:: THE PROBLEM ::
Reproduce word for word the part of the passage on Jeremiah and the royal prophets between "This passage, Jeremiah" and "the big picture.", inclusive.

:: PASSAGE SHOWN ::
Influential prophets like Hanahiah son of Azzur worked hard to convince the people that YHWH would soon destroy Babylon and save Jerusalem, restore the Davidic monarchy, and enrich the temple on Mount Zion (Jeremiah 28:1-4). His message is essentially royal propaganda meant to keep the people excited for Zedekiah’s reckless, death-dealing policies. Jeremiah knew that prophets like Hananiah were more interested in fulfilling their own dreams than in faithfully reporting YHWH’s thoughts. By telling the king what he wanted to hear, the prophets kept themselves both safe and prosperous. Jeremiah, on the other hand, narrowly escaped the death sentence several times for condemning the king and temple, which amounted to treason against the state (26:10-15).

This passage, Jeremiah 23:23-29, issues a scathing denunciation to the state-sanctioned prophets who deliver a fake message designed to prop up a system that exploits the weak for the benefit of the powerful. The hyper-nationalistic assumptions of these prophets construct a false god who is consumed with the success of Davidic kings and seems to care little for ethics, let alone those outside the borders of Judah. This false god allows the royal system to ignore the big picture.

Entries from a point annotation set
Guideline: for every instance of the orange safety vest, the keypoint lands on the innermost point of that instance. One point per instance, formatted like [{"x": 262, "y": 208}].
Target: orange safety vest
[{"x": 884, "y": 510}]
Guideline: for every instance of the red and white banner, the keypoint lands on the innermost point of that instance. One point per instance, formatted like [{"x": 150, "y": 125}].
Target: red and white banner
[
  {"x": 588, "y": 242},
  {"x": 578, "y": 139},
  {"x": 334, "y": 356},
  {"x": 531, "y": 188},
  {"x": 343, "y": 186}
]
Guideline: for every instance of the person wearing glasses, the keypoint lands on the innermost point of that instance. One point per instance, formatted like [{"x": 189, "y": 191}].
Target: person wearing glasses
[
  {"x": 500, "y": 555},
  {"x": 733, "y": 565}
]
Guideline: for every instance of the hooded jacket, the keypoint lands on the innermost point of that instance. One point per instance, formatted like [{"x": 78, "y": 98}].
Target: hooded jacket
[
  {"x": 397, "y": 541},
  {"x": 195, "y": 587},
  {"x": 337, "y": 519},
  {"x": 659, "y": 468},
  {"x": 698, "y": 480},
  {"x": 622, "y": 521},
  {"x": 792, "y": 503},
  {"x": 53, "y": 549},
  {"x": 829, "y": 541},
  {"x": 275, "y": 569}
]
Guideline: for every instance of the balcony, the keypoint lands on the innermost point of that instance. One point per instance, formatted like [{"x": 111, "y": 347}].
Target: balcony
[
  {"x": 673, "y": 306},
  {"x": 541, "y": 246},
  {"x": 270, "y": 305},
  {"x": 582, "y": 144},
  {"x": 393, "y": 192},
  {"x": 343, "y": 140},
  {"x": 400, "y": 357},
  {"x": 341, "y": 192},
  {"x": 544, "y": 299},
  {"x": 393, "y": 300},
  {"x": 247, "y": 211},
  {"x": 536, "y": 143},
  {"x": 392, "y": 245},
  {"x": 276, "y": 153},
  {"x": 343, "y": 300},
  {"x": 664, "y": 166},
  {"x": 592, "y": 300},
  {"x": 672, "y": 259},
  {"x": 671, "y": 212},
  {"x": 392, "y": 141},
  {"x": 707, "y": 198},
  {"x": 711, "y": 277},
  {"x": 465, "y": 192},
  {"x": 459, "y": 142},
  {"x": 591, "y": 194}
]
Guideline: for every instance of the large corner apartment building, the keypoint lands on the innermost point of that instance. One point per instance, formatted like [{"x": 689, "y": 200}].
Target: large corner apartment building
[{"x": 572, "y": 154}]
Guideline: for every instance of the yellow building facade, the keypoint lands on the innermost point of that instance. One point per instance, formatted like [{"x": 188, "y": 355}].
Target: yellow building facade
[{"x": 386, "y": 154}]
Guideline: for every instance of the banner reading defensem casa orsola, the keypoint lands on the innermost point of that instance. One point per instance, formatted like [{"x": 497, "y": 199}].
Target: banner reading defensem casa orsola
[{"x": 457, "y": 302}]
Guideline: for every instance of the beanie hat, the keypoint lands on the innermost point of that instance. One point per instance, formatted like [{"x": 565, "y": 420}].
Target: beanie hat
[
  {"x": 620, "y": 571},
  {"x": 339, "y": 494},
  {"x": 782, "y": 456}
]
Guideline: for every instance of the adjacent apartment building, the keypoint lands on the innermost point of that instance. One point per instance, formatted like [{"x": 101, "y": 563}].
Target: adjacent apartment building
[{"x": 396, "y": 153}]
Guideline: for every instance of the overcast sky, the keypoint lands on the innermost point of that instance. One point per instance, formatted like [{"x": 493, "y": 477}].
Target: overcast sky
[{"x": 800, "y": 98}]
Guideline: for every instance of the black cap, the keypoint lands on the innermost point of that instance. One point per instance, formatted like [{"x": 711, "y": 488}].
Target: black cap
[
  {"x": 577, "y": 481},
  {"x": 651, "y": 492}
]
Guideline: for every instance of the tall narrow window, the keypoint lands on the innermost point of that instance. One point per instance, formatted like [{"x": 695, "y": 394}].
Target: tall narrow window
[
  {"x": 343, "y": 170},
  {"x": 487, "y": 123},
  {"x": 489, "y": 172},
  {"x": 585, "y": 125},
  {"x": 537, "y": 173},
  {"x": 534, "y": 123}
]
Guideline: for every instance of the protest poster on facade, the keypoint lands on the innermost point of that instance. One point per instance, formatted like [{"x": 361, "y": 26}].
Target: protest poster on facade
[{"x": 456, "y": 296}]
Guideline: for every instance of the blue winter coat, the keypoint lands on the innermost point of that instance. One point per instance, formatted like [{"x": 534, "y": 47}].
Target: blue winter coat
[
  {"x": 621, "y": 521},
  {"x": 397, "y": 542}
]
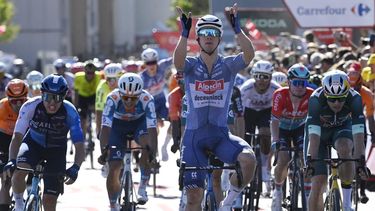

:: SOLUTION TO THE PROBLEM ::
This passage, Jeremiah 23:23-29, issues a scathing denunciation to the state-sanctioned prophets who deliver a fake message designed to prop up a system that exploits the weak for the benefit of the powerful. The hyper-nationalistic assumptions of these prophets construct a false god who is consumed with the success of Davidic kings and seems to care little for ethics, let alone those outside the borders of Judah. This false god allows the royal system to ignore the big picture.